Repeat the lines that follow, leaving nothing out.
## BEGIN Entries supplied
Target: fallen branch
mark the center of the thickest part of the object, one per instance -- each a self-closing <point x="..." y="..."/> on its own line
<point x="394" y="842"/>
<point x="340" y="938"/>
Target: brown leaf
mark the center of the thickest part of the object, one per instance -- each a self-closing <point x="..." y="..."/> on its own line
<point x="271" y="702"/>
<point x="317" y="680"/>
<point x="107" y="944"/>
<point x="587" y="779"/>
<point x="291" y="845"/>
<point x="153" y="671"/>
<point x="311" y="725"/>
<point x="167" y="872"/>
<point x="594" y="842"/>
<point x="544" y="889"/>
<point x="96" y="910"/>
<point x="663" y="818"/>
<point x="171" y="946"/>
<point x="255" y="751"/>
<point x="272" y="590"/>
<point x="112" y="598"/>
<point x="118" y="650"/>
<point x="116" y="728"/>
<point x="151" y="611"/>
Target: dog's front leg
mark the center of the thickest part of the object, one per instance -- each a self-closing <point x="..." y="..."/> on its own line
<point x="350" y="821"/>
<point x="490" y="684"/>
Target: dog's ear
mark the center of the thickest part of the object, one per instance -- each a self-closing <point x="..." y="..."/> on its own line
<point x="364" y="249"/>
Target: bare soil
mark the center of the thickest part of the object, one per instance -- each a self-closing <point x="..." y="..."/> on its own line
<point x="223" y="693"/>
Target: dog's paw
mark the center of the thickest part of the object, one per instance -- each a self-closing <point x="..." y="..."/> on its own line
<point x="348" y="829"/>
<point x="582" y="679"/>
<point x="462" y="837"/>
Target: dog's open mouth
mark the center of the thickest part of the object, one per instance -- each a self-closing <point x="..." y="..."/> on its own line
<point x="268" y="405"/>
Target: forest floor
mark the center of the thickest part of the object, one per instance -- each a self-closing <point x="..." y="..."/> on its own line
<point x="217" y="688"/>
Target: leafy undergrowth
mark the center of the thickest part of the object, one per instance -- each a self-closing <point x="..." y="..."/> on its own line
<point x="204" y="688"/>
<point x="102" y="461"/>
## END Entries supplied
Written response:
Target: fallen branch
mark the center of the thickest part of the object, one per instance -- each a self-closing <point x="..." y="..."/> on its own line
<point x="394" y="842"/>
<point x="340" y="938"/>
Target: brown leaf
mark the center of the thickest part of the object, one per instance -- each a self-closing <point x="..." y="..."/> on its own line
<point x="271" y="702"/>
<point x="317" y="680"/>
<point x="107" y="944"/>
<point x="587" y="779"/>
<point x="291" y="845"/>
<point x="153" y="671"/>
<point x="311" y="725"/>
<point x="167" y="872"/>
<point x="594" y="842"/>
<point x="544" y="889"/>
<point x="96" y="910"/>
<point x="663" y="818"/>
<point x="171" y="946"/>
<point x="255" y="751"/>
<point x="272" y="590"/>
<point x="112" y="598"/>
<point x="118" y="650"/>
<point x="116" y="728"/>
<point x="151" y="611"/>
Target: dog's front leg
mark the center of the thickest part of the object, one per instance -- each a self-closing <point x="..." y="..."/> on its own line
<point x="350" y="821"/>
<point x="490" y="684"/>
Target: dog's ear
mark the center of the thickest part of the object, one per instance -- each a self-closing <point x="..." y="..."/> on its own line
<point x="364" y="249"/>
Target: bare soil
mark the center of the thickest part of the object, one per instance -- each a self-closing <point x="..." y="..."/> on its own line
<point x="223" y="693"/>
Target: dog's paw
mark the center of the thickest part of the object, one per instance -- each a self-closing <point x="..." y="..."/> on its own line
<point x="348" y="829"/>
<point x="582" y="679"/>
<point x="462" y="837"/>
Target: dog's open mouth
mark the center of the thickest part of the object, one per instance -- each a self-closing <point x="..." y="..."/> on its own line
<point x="268" y="405"/>
Target: forest floor
mark the center of the thickest part of the object, one per instance -- each a self-closing <point x="..." y="..."/> on its own line
<point x="217" y="688"/>
Target: leafy undergrowth
mark the center of the thickest part of the object, one per instance -- each a self-closing <point x="..." y="..."/> on its own line
<point x="204" y="688"/>
<point x="102" y="461"/>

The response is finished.